→ PROVIDED DATA

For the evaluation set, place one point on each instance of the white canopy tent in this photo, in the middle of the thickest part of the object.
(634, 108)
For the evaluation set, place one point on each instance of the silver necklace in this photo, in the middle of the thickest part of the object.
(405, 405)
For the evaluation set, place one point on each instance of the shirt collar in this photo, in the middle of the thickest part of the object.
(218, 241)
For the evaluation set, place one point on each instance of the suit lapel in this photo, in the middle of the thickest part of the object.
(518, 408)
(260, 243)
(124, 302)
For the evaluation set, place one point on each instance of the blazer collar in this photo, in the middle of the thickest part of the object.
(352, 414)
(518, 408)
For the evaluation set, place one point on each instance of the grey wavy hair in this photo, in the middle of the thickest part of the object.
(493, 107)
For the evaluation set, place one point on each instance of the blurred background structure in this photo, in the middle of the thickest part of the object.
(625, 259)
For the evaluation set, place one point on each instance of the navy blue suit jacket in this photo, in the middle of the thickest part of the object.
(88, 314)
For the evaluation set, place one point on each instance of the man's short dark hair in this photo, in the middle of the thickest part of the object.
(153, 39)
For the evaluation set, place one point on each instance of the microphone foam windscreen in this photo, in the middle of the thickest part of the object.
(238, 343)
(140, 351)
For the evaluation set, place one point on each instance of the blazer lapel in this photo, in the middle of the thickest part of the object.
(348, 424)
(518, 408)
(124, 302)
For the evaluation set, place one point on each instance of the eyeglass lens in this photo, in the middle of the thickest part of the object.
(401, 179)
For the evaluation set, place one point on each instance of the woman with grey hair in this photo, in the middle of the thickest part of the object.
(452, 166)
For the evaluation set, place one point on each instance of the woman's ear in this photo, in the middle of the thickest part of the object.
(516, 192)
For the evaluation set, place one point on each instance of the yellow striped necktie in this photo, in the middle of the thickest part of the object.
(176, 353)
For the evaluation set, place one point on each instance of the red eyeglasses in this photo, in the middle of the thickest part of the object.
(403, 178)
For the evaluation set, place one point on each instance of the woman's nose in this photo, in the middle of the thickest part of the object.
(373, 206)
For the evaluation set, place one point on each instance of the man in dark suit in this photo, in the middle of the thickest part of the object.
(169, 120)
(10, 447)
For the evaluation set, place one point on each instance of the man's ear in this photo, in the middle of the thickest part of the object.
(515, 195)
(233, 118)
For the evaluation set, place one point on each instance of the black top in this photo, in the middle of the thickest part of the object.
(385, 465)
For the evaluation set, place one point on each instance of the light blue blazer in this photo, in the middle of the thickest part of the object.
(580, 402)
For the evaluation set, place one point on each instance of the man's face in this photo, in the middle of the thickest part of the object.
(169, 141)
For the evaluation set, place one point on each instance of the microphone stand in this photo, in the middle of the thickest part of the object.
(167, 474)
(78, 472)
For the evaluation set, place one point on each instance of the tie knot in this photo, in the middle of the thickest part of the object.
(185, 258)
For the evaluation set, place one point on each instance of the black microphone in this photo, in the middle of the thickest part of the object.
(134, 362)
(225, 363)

---

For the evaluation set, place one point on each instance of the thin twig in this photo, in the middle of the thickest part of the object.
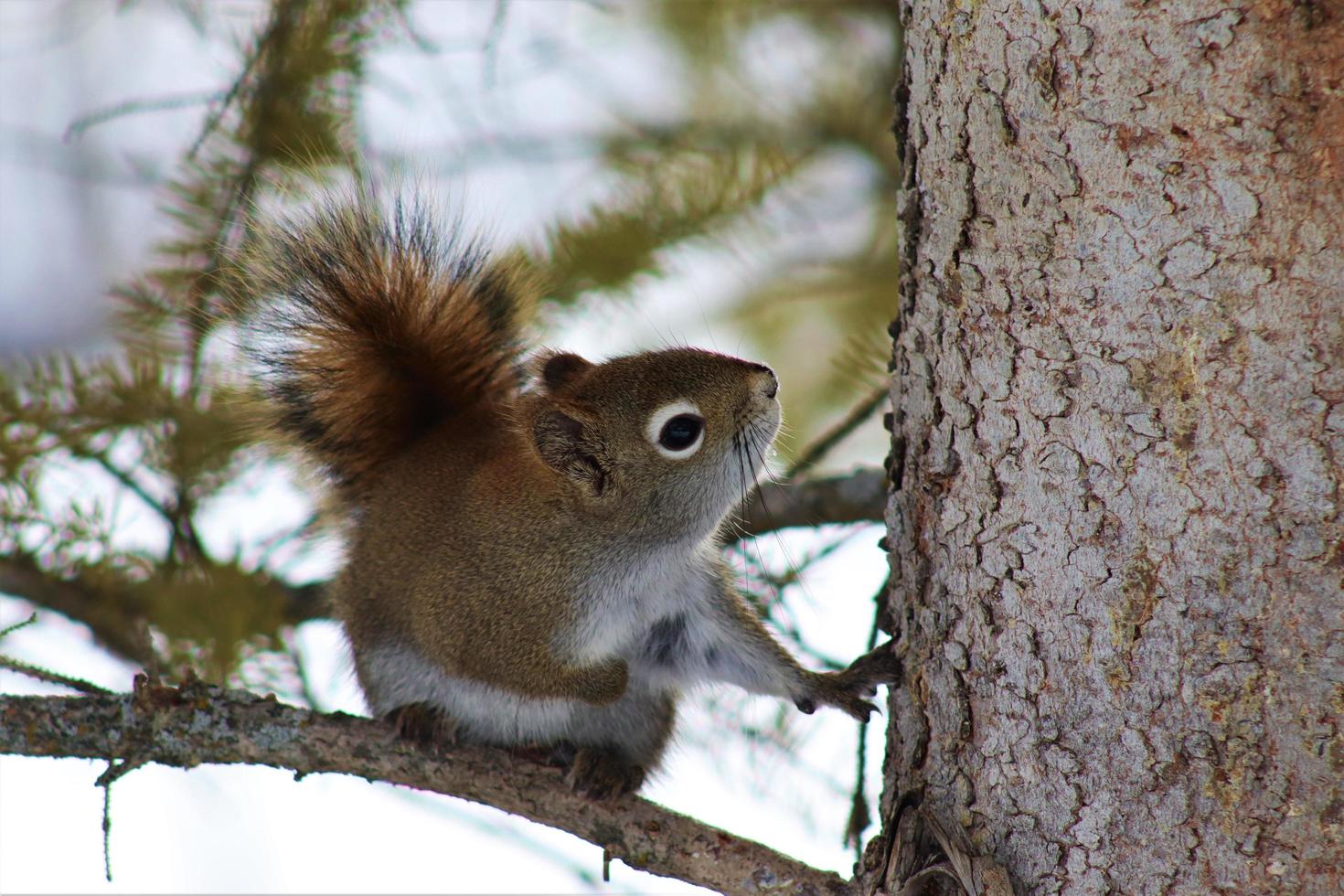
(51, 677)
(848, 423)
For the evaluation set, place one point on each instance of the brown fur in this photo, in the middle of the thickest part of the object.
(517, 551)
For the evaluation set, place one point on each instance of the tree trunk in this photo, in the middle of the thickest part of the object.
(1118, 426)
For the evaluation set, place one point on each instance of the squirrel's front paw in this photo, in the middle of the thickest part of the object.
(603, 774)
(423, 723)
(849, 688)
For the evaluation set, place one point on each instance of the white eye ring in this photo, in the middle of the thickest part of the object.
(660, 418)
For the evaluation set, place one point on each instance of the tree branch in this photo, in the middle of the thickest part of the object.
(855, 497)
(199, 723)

---

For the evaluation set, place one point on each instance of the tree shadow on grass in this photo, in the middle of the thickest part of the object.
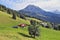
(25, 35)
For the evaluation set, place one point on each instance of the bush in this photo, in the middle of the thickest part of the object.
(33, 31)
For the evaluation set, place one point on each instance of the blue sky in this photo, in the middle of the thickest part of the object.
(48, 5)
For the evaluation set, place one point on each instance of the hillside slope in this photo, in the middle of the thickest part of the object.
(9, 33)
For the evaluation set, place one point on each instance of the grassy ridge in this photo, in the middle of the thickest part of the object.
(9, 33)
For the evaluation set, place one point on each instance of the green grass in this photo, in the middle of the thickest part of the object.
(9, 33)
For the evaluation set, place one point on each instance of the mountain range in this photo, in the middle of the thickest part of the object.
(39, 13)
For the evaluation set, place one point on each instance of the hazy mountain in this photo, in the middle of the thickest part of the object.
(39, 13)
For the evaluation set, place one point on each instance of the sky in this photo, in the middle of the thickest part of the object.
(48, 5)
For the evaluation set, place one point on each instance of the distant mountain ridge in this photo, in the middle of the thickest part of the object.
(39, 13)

→ WHAT IS BEING ASKED
Gather every line of the entries above that contains the word "ridge", treating uppercase and lowercase letters as distinct.

→ SOLUTION
For the evaluation set, place one point on each instance of the grassy ridge in this photo, in the middle of the thickest part of the object.
For the evaluation set, place one point on each instance of the distant mountain ridge in this photo, in the middle of the thickest part of the object.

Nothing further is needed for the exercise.